▸ CHALLENGE:
Reproduce all entries word for word.

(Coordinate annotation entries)
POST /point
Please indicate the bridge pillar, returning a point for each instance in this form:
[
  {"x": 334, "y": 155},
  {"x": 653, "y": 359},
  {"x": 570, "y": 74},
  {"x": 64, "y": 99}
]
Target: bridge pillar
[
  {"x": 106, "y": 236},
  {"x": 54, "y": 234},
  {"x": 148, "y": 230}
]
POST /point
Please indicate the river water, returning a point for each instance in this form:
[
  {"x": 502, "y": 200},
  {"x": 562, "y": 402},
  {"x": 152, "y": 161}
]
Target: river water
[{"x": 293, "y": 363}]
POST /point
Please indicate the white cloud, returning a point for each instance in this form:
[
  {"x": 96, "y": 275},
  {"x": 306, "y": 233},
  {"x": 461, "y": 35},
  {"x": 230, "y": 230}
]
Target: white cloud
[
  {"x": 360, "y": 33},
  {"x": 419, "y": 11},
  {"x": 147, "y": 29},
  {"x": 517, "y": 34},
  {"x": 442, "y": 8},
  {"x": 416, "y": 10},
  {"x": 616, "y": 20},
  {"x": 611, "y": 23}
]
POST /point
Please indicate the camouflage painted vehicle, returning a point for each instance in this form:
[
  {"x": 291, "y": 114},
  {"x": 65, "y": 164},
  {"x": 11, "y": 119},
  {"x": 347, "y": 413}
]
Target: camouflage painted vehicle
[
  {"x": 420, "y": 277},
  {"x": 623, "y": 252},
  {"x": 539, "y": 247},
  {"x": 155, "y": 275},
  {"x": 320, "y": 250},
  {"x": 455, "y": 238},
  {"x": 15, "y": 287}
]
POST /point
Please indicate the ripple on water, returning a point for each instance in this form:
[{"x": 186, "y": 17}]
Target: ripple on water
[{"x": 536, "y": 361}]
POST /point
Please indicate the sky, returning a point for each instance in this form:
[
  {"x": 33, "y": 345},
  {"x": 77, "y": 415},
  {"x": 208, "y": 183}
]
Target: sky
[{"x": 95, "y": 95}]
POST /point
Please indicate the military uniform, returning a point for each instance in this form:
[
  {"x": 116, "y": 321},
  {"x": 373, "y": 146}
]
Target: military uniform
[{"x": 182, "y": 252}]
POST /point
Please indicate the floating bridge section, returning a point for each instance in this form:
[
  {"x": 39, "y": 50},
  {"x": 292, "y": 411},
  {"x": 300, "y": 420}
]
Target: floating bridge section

▸ RESPONSE TO THIS TASK:
POST /point
Please indicate the bridge pillar, returning a point for each instance in this form:
[
  {"x": 334, "y": 155},
  {"x": 653, "y": 359},
  {"x": 570, "y": 74},
  {"x": 64, "y": 99}
]
Target: bridge pillar
[
  {"x": 106, "y": 236},
  {"x": 54, "y": 234},
  {"x": 148, "y": 230}
]
POST /point
Please indicate the river water, returning a point for each instance in this form:
[
  {"x": 502, "y": 200},
  {"x": 562, "y": 402},
  {"x": 152, "y": 161}
]
Target: river water
[{"x": 293, "y": 363}]
POST /point
Please indicate the white cloud, returning a point for each instance in this form:
[
  {"x": 96, "y": 275},
  {"x": 306, "y": 233},
  {"x": 461, "y": 35},
  {"x": 230, "y": 230}
]
Target: white cloud
[
  {"x": 360, "y": 33},
  {"x": 419, "y": 11},
  {"x": 147, "y": 29},
  {"x": 517, "y": 34},
  {"x": 442, "y": 8},
  {"x": 416, "y": 10},
  {"x": 616, "y": 20},
  {"x": 611, "y": 23}
]
POST /point
Please indicate the camouflage painted vehicle, returning a point for each instance in this form:
[
  {"x": 291, "y": 114},
  {"x": 65, "y": 164},
  {"x": 11, "y": 119},
  {"x": 347, "y": 413}
]
Target: camouflage painted vehicle
[
  {"x": 420, "y": 277},
  {"x": 623, "y": 252},
  {"x": 539, "y": 247},
  {"x": 155, "y": 275},
  {"x": 320, "y": 250},
  {"x": 455, "y": 238},
  {"x": 15, "y": 287}
]
POST /point
Please indicate the ripple on water, returning a point for each instance in this form:
[{"x": 186, "y": 17}]
Target: ripple on water
[{"x": 536, "y": 361}]
POST /point
Please indicate the sky, returning a point for each instance in this form:
[
  {"x": 33, "y": 345},
  {"x": 77, "y": 415},
  {"x": 208, "y": 183}
]
Target: sky
[{"x": 95, "y": 95}]
POST /point
Please indicate the military uniform, returning a point for each instance in this form:
[
  {"x": 116, "y": 321},
  {"x": 373, "y": 146}
]
Target: military uniform
[{"x": 182, "y": 252}]
POST /point
Please indicate the floating bridge section, returning a point for each instance in this form:
[
  {"x": 39, "y": 50},
  {"x": 292, "y": 411},
  {"x": 300, "y": 420}
]
Target: floating bridge section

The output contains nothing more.